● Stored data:
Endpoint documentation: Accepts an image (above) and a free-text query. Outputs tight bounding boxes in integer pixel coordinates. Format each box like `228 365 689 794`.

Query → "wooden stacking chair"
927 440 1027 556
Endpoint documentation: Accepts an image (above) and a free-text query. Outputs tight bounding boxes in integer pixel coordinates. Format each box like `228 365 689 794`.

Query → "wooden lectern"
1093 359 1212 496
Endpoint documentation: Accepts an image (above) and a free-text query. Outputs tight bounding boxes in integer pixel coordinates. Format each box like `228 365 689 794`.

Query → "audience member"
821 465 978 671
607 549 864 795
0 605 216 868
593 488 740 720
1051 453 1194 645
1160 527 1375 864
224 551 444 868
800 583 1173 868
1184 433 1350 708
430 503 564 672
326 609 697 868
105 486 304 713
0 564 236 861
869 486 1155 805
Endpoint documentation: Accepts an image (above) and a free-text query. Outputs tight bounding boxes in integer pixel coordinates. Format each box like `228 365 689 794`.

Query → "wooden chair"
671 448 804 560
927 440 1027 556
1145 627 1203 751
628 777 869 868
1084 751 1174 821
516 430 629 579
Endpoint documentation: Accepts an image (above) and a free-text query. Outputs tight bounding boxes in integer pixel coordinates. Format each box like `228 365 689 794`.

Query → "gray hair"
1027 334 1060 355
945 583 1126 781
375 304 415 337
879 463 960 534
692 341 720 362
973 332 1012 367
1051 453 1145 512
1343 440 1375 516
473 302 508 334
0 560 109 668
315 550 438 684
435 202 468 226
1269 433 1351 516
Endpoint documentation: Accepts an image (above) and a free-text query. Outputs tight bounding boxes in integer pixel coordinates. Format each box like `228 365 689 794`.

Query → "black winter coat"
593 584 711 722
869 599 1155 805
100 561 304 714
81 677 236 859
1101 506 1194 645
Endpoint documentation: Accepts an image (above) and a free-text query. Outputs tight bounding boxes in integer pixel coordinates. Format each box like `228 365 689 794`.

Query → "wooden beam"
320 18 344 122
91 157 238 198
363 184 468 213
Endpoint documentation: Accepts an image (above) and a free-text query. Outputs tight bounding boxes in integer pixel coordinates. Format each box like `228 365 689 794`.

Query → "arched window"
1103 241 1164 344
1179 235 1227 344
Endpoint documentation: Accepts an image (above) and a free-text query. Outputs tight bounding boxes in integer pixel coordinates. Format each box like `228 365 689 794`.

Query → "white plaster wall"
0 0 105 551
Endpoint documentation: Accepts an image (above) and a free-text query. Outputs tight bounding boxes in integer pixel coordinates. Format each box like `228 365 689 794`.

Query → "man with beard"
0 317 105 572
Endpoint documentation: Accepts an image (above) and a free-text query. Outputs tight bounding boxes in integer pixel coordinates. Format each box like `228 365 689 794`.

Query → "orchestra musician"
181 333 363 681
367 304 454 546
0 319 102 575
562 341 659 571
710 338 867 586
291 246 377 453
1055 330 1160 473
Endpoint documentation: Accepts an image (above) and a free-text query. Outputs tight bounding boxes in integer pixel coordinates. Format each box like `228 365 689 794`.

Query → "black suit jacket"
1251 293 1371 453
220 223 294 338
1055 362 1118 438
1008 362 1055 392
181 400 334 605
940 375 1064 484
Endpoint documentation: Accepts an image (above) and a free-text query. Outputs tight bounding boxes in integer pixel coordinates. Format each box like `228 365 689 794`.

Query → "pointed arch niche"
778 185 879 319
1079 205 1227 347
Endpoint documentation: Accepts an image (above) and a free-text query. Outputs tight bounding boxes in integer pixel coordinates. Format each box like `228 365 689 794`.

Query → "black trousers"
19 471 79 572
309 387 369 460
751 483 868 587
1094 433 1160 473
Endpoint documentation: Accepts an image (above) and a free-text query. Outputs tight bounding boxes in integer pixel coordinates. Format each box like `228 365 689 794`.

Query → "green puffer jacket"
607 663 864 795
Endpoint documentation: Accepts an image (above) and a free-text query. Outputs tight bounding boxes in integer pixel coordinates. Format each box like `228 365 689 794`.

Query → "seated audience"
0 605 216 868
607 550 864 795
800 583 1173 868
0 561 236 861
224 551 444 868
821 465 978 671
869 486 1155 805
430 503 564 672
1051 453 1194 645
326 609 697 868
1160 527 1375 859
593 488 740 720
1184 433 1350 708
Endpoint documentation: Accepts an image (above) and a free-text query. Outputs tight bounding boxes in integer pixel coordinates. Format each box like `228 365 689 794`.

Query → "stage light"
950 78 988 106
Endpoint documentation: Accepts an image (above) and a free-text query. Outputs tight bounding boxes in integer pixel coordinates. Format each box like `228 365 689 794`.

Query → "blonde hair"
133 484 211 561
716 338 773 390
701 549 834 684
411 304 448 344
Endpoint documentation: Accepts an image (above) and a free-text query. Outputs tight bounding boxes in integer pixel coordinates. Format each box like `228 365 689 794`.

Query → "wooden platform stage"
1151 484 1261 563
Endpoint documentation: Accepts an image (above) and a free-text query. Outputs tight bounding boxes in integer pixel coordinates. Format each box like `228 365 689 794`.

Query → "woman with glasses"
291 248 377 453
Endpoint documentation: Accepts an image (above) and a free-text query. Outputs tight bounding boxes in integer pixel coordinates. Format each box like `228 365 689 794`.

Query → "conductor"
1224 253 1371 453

● WHAT IS REQUIRED: Select each line of the entries above that contains the word "with" and copy those lines out.

● FULL ANSWER:
Query → "man with beard"
Query → "woman with glasses"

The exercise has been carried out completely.